**Text passage**
The main thing to note here is that internally, all edges have a :src field, a :dest field, and a uuid, which you can think of as a pointer to the map of attributes for that edge. The other thing to note is that undirected edges are stored internally as a pair of edge objects, one for each direction. Both edges of the pair share the same id (and therefore, the same attribute map) and one of the edges is marked as a "mirror" edge. This is critical because in some algorithms, we want to traverse over all edges in both directions, but in other algorithms we only want to traverse over unique edges. Loom provides no mechanism for this, but Ubergraph makes this easy with the protocol function mirror-edge?, which returns true for the mirrored edge in an undirected pair of edges, and false for directed edges and the non-mirrored undirected edges. So (edges g) gives you all the edges in a graph, and (remove mirror-edge? (edges g)) would give you a sequence of unique edges, without listing both directions of the same undirected edge.

When writing algorithms over edges, it is strongly recommended that you access the edge endpoints through the edge abstraction, using the protocol functions src and dest (although edges support [src dest] and [src dest weight] destructuring for backwards compatibility with Loom). Edges also support the protocol functions edge?, directed-edge?, undirected-edge?, and other-direction (which returns the other edge in the pair for undirected edges, or nil if it is a directed edge).

Digraphs

Digraphs (short for "directed graphs") are built with the digraph constructor. Digraphs behave similarly to Graphs, but by default, they add edges as one-way directed edges. All the same functions apply to directed graphs. You can add undirected edges to a directed graph with add-undirected-edges or add-undirected-edges*.

Multigraphs

Multigraphs (built with the multigraph constructor) allow "parallel edges" between pairs of nodes. This is where Ubergraph really shines over Loom. The crux of the problem with Loom is that throughout Loom's implementation, the protocols and algorithms are hardcoded with the notion that an edge is uniquely described by its source and destination. This completely breaks down when you're dealing with multigraphs.

**Data shown**
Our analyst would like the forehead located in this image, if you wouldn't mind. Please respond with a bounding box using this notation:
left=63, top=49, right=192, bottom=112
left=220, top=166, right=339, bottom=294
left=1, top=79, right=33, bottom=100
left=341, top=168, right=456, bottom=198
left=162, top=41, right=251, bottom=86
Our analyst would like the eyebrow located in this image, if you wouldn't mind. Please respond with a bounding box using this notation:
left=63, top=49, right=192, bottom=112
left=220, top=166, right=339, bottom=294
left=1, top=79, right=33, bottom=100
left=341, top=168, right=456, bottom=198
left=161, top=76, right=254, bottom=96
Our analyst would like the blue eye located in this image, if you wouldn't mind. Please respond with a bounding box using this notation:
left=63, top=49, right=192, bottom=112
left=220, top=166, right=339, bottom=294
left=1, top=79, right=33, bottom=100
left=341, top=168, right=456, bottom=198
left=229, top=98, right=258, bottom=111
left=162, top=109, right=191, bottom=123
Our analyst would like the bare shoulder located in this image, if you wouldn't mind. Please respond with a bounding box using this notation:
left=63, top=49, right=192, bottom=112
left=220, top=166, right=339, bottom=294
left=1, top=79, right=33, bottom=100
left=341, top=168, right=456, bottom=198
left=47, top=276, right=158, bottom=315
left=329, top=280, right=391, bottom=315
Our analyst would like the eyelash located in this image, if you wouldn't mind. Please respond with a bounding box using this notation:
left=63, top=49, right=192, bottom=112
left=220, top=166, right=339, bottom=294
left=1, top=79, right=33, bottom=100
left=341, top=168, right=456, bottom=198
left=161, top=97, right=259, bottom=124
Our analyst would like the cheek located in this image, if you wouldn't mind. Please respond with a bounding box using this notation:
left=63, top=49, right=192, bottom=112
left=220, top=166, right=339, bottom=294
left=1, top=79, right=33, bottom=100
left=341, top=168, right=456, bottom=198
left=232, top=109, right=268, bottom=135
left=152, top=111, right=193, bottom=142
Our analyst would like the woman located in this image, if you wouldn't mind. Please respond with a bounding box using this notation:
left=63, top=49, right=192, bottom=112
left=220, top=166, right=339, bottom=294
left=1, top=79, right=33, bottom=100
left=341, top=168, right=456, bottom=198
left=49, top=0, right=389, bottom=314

**Brief**
Can you continue the Ubergraph passage from where it stops? The listing comes from a different source than the Ubergraph passage.

**Reply**
We've already seen one way that Ubergraph solves this problem: Ubergraph identifies edges not only by a src and a dest, but also by a unique id. This allows it to store multiple edges between a given src and dest, each with its own id which can be used to look up its set of attributes.

But there are also many functions which require some description of an edge as an input. Describing an edge as a [src dest] pair is not enough. When multiple edges can have the same src and dest, we need a richer way to identify a given edge.

Edge Descriptions

Ubergraph introduces the notion of an "edge description". An edge description is one of the following:

  • [src dest]
  • [src dest weight]
  • [src dest attribute-map]
  • an actual edge object

It's up to you to pick an edge description that uniquely identifies your edge. If your graph contains multiple edges that match a given edge description, ubergraph will arbitrarily pick one such edge for you. For example, if your multigraph uses different colors to represent several edges between a given pair of nodes, then the edge description [1 4 {:color :red}] might be unambiguous for your application. Using the actual edge object is, of course, the easiest way to ensure you are unqiuely identifying the edge.

Every Loom protocol that takes a simple [src dest] input to descript an edge, in Ubergraph can take one of these richer notions of an edge description. For example,

(weight g [1 4 {:color :red}])  ; what is the weight of the red edge between 1 and 4?
(attr g [:a :b 5] :color)       ; what is the color of the edge from :a to :b with weight 5?

Edge Queries

In a multigraph, finding all the edges with a given property is of paramount importance. So Ubergraph, supports the notion of "edge queries". The most common such query is:

(find-edges g :a :b)

which means, "find all the edges from :a to :b".

But find-edges also supports an arbitrary query-map, which is an attribute map plus, optionally, :src and/or :dest keys to narrow down the search, for example:

(find-edges g {:src :a, :dest :b, :weight 5})
(find-edges g {:dest :b, :size :large})
(find-edges g {:color :red})

When you don't supply :src and :dest, the query won't be particularly efficient, but at least the capability is there. find-edges returns a sequence of edge objects, which can be used as unambiguous edge descriptions to look up other attributes, remove the edges, etc.

find-edge takes the same inputs as find-edges but just returns the first match.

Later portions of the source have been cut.